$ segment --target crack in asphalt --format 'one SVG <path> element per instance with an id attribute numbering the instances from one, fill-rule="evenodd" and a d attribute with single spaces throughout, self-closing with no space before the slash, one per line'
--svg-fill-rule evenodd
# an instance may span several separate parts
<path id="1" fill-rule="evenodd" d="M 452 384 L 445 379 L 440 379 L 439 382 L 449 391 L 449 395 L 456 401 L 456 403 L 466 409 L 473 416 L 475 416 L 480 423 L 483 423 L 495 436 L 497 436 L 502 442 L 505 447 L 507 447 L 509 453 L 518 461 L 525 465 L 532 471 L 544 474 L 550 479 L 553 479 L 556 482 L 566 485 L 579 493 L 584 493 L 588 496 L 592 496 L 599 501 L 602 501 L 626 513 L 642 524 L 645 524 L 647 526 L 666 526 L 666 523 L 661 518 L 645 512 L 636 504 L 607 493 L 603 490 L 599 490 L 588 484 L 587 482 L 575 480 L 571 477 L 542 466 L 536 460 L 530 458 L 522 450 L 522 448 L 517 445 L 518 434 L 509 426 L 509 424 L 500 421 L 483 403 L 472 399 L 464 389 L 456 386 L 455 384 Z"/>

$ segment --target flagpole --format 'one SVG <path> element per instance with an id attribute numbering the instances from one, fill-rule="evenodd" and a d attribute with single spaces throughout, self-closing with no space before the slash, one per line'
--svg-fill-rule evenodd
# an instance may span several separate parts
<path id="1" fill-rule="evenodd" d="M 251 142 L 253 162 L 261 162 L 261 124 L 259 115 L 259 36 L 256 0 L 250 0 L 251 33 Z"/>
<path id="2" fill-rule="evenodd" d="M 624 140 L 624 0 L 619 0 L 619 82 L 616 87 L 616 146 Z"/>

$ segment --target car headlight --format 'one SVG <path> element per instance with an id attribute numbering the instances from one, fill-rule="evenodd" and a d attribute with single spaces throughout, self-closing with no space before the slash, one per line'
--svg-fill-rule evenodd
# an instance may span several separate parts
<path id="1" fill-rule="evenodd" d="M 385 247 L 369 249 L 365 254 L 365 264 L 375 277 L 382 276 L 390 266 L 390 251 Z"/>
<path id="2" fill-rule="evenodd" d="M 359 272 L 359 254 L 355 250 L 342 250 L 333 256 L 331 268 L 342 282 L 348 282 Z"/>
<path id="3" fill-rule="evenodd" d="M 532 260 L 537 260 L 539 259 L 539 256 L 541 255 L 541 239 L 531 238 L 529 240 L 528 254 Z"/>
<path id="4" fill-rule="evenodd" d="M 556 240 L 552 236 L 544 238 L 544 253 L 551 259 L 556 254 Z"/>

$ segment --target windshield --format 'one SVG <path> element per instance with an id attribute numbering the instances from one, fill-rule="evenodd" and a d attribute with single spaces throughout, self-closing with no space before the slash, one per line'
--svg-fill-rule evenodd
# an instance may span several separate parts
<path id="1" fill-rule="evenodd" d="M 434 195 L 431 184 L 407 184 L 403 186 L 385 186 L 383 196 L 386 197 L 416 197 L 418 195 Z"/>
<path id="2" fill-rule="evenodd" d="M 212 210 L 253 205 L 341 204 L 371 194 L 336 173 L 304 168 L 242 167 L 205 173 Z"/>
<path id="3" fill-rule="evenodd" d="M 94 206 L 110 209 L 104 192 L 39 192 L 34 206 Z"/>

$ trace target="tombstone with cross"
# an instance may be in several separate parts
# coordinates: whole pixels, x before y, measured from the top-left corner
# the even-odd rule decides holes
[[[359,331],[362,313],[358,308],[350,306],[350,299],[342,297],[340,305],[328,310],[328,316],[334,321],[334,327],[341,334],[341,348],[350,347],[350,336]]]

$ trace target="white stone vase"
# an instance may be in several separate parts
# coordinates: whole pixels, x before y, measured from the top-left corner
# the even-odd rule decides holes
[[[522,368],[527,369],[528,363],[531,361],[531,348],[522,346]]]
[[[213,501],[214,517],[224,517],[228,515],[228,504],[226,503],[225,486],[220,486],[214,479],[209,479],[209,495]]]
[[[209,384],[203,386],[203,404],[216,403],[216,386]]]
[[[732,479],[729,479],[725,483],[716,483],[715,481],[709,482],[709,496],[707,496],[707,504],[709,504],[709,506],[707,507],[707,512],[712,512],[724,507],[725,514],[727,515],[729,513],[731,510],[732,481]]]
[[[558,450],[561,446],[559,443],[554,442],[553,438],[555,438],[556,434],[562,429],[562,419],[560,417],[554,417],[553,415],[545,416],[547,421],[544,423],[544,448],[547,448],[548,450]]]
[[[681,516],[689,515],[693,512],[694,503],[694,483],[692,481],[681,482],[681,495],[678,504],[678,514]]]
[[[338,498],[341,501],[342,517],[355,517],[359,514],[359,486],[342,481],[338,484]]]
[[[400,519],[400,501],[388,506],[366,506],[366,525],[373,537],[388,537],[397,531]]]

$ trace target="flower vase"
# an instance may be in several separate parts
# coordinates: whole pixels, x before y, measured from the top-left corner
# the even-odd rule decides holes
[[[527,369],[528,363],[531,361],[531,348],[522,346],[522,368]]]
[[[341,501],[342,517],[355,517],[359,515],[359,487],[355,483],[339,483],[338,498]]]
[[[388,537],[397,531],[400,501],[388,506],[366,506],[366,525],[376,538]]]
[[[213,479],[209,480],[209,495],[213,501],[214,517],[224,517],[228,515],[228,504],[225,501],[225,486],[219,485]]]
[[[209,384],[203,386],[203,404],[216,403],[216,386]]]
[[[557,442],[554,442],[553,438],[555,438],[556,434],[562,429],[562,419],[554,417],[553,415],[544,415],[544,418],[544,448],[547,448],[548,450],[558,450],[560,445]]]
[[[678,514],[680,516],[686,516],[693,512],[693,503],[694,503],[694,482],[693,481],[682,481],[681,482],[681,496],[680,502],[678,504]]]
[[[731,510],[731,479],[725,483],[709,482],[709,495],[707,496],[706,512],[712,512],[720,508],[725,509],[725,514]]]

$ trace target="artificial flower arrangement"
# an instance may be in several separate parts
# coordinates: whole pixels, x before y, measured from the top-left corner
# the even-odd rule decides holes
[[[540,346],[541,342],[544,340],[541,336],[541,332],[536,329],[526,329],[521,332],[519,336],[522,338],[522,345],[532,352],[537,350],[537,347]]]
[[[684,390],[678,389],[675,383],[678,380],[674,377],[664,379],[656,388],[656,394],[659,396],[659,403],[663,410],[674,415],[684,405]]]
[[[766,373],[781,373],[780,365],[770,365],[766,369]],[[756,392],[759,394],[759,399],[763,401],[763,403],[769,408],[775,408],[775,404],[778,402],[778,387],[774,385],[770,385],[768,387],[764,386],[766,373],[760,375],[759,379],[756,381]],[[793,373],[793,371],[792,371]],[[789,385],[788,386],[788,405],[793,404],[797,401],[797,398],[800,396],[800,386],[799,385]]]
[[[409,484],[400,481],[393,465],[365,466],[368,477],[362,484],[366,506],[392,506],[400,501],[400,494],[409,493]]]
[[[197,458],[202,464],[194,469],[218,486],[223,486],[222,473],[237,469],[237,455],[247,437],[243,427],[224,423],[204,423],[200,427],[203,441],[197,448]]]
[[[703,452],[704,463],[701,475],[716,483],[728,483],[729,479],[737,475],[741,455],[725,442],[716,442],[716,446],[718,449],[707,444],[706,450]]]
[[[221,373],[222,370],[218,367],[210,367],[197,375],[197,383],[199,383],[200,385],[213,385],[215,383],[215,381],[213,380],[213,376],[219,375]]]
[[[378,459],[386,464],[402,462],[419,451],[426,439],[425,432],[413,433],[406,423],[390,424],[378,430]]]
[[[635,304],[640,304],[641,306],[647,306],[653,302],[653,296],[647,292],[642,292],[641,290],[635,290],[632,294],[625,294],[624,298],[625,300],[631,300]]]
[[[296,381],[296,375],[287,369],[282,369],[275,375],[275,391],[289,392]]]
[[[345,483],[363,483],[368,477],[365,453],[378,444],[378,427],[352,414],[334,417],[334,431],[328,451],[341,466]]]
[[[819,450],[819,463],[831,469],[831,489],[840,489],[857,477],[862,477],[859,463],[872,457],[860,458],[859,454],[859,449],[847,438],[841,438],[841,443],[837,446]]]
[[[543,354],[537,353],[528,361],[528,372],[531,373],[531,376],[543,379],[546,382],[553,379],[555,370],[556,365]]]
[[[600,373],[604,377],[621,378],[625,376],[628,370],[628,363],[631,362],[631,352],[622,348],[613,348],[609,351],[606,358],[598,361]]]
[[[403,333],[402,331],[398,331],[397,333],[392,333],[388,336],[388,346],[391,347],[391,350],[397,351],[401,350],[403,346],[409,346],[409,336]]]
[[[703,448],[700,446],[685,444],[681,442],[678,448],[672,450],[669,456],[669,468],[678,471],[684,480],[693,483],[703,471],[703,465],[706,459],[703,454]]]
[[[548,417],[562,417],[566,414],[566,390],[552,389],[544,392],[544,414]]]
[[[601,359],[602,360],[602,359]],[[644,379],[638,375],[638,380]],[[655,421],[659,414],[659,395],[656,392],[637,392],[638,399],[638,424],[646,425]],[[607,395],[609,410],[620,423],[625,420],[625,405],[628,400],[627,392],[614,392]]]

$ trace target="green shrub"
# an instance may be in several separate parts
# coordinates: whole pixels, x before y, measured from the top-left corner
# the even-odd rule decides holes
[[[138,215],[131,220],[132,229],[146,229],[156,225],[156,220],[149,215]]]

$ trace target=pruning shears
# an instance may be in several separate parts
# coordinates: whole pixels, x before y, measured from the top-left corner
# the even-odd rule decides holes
------
Rewrite the rows between the line holding "segment --target car" and the line holding "359 272 L 359", inclusive, as a numbered list, leaving out any blank lines.

SOLUTION TO THE PROBLEM —
1. $ segment --target car headlight --format 'one SVG <path> element per instance with an id attribute numbering the instances from one, fill-rule="evenodd" and a d attribute with single spaces throughout, self-closing with no space before the slash, one per line'
2. --svg-fill-rule evenodd
3. # an instance may span several separate parts
4. <path id="1" fill-rule="evenodd" d="M 385 247 L 369 249 L 365 254 L 365 264 L 375 277 L 382 276 L 390 266 L 390 251 Z"/>
5. <path id="2" fill-rule="evenodd" d="M 359 272 L 359 254 L 355 250 L 342 250 L 333 256 L 331 268 L 342 282 L 348 282 Z"/>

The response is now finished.